Examples are not so limited; however, and the system 100 may be
operated as part of a small-scale printing system (e.g., personal
home printing device) that is operable to print small volumes of
information such as text documents, emails, photographs, etc. In a
small-scale printing device, the print medium 114 may be individual
pages (e.g., photocopier paper, resume paper, etc.), or photo
paper, for example.
[0018] FIG. 2 illustrates a diagram of an example of a system 200
for print medium processing including a controller 210 and printing
device 204 consistent with the disclosure. The system 200 includes
a printing device 204 controller 210, and one or more page
processing mechanisms 212. As shown in FIG. 2, page processing
mechanism(s) 212 may be configured to process print medium 214. In
some examples, the printing device 204 can be coupled to the page
processing mechanism(s) 212 and/or the controller 210, and may
print data on the print medium 214 prior to processing the print
medium 214 with the page processing mechanism(s) 212.
[0019] The system 200 may be operable to process a print medium 214
using the page processing mechanism(s) 212 in response to
instructions received from the controller 210. In some examples,
the print medium 212 may include moisture as a result of the
printing device 204 printing input data on to the print medium 214.
As a result of the printing device 204 applying moisture to the
print medium 214, the print medium 214 may have different
concentrations of moisture in different regions of the print medium
214.
[0020] In some examples, the controller 210 may identify the
regions of the print medium 214 that have different concentrations
of moisture and adjust a print processing parameter based on the
moisture concentration in one or more different regions of the
print medium 214. Stated differently, in some examples, the
controller 210 may adjust a print processing parameter based on one
or more attributes of the print medium 214.

Extracted material -
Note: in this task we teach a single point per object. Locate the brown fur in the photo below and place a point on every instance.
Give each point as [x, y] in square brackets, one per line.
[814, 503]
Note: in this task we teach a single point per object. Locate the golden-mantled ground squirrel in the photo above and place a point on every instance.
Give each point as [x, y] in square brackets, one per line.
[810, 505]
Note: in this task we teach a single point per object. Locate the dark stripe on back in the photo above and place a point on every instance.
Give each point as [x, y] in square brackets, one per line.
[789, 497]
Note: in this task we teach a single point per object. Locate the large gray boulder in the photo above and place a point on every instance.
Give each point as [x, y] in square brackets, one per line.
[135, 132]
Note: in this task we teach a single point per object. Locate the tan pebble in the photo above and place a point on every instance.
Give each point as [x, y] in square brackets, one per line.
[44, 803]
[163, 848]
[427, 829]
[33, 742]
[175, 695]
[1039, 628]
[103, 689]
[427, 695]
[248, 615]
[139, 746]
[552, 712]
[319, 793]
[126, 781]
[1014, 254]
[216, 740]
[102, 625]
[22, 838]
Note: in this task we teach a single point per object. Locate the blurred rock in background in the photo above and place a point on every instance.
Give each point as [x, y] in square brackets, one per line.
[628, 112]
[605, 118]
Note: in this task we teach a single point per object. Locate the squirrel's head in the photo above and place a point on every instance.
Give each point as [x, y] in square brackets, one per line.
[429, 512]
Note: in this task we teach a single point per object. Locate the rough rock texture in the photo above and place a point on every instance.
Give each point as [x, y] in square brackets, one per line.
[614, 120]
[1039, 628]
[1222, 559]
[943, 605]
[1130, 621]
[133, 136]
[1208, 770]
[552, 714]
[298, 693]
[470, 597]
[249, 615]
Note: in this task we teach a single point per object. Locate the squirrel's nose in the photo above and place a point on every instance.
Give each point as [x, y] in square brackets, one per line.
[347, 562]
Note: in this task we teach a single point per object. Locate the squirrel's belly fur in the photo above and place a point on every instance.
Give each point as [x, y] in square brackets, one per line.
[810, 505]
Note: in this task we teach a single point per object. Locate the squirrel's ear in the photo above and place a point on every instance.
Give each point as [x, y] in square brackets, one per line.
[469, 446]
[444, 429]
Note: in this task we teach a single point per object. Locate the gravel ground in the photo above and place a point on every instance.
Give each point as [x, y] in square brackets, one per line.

Short problem -
Continue the print medium processing text above, starting right after its last sentence.

Expected answer -
[0021] In some examples, the controller 210 may cause the print
medium 214 to be processed, based on the print processing
parameter, with one or more page processing mechanisms 212. For
example, the controller 210 may cause the page processing
mechanism(s) 212 to provide different amounts of heat to the print
medium 214 and/or to provide heat to the print medium 214 for
different amounts of time based on the attributes of the print
medium 214. In some examples, the controller 210 may cause the
processing mechanism(s) 212 to provide different amounts of air
flow to the print medium 214 and/or to provide an air flow to the
print medium 214 for different amounts of time based on the
attributes of the print medium 214.
[0022] FIG. 3 illustrates a diagram of an example of a system 300
for print medium processing including a host 302, controller 310,
and printing device 304 consistent with the disclosure. As shown in
FIG. 3, the system 300 may include a page processing mechanism 312.
So as to not obfuscate the drawing, a single page processing
mechanism 312 is shown in FIG. 3; however, as will be appreciated,
one or more page processing mechanisms 312 may be included in
system 300, as illustrated in FIGS. 1 and 2, herein.
[0023] In some examples, the host 302 can be a host system and may
include a system motherboard and/or backplane and can include a
number of processing resources (e.g., one or more processors,
microprocessors, or some other type of controlling circuitry). In
some examples, the host 302 can be part of the printing device 304;
however, examples are not so limited, and the host 302 can be
separate from the printing device 304 so long as the host 302 and
is in communication with the printing device 304 and/or the
controller 310.
[0024] In some examples, the controller 310 may provide control
signals to the page processing mechanism(s) 312 to cause the page
processing mechanism(s) 312 to process the print medium 314.
Control signals may include pulses and/or frequencies of
electricity and/or light that represent a control command. For
example, a control signal may be an electrical signal at a certain
frequency or frequencies that represents a command to perform an
operation or operations. For different print media 314 and/or as
the print medium 314 is processed with the page processing
mechanism(s) 312, an amount of processing the print medium 314 is
subjected to may vary. In some examples, the controller 310 may be
operable to provide temporal and/or spatial processing control of
the page processing mechanism(s) 312 based on an attribute of the
print medium 314 and/or a print processing parameter.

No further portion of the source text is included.